抜粋 -

---------------

「“ビーチ”を密室に見立てる設定だけでおもしろい」謎解きタイムスリラー『オールド』を、編集部が大胆予想!
パンデミック下における、監督と娘の関係性が映画とリンクする?
西川「海外の情報を調べていたんだけど、今回はシャマランの娘2人もスタッフとして参加しているんだよね。サレカが音楽で、イシャナが第2班監督。本作のテーマに家族が絡んでくることは予想できるので、娘が成長して一緒に仕事をするようになったことによって、シャマランのなかでも心境や環境の変化があったのかな?イシャナは『サーヴァント ~』のいくつかのエピソードでも監督や脚本で参加していて、カメラワークや演出はお父さんに似ているけど、脚本はコメディタッチで笑わせにくる。サレカはミュージシャンとして活動しているので、音楽を担当したみたい」

---------------

課題 -
**1)** 抜粋から、「西川「海外の情報を調べていた」で始まり「ので、音楽を担当したみたい」」まで続く部分を、一字も変えずに書き出す。
**2)** 抜粋について、次の問いに答える。
(a) 『オールド』で密室に見立てられている場所はどこか。
(b) サレカは本作で何を担当しているか。
(c) イシャナは本作でどの役職に就いているか。

---------------

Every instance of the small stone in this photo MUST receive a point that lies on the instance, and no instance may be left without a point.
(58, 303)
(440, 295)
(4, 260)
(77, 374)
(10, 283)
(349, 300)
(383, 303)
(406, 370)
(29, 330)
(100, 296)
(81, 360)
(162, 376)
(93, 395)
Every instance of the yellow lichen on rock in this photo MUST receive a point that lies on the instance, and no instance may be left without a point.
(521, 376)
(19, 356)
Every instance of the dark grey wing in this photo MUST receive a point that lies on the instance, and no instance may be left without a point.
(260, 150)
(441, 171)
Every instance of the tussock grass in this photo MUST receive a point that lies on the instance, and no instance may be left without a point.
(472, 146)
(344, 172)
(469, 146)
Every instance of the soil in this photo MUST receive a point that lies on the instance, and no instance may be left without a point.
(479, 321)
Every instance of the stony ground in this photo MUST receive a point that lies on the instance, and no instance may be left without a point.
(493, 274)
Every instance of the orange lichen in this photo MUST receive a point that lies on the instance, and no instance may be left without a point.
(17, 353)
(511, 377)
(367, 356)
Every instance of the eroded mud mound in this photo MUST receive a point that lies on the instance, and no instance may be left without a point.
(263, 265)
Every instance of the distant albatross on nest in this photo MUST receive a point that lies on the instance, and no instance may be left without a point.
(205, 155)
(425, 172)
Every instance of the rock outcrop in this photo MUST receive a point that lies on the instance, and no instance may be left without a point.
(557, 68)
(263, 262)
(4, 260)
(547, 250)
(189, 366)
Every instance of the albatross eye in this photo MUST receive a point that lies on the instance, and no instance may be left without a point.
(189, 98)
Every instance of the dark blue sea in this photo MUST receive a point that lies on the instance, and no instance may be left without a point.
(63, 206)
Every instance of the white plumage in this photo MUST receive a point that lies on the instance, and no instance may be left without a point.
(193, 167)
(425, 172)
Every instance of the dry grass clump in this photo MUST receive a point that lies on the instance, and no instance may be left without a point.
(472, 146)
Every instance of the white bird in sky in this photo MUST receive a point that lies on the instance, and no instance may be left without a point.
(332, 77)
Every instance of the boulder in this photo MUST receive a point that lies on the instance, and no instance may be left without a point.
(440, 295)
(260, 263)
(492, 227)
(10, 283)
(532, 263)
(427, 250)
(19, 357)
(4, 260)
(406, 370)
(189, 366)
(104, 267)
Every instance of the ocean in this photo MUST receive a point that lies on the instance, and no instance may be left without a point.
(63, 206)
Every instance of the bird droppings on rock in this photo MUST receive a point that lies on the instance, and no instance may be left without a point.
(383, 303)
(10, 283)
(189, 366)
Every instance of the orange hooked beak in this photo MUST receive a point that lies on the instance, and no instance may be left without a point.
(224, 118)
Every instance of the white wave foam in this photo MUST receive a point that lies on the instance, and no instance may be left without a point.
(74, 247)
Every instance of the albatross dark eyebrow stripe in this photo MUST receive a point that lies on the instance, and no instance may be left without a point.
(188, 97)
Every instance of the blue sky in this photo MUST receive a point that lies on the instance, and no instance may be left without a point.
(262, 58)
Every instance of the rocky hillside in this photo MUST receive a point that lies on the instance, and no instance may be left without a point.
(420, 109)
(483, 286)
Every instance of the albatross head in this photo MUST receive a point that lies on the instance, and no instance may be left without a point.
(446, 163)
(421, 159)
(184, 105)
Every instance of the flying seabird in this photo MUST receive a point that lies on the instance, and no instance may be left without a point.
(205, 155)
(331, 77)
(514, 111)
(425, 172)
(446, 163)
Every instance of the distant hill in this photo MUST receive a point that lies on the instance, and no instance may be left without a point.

---------------

解答 -
**1)**
西川「海外の情報を調べていたんだけど、今回はシャマランの娘2人もスタッフとして参加しているんだよね。サレカが音楽で、イシャナが第2班監督。本作のテーマに家族が絡んでくることは予想できるので、娘が成長して一緒に仕事をするようになったことによって、シャマランのなかでも心境や環境の変化があったのかな?イシャナは『サーヴァント ~』のいくつかのエピソードでも監督や脚本で参加していて、カメラワークや演出はお父さんに似ているけど、脚本はコメディタッチで笑わせにくる。サレカはミュージシャンとして活動しているので、音楽を担当したみたい」

**2)**
(a) ビーチ
(b) 音楽
(c) 第2班監督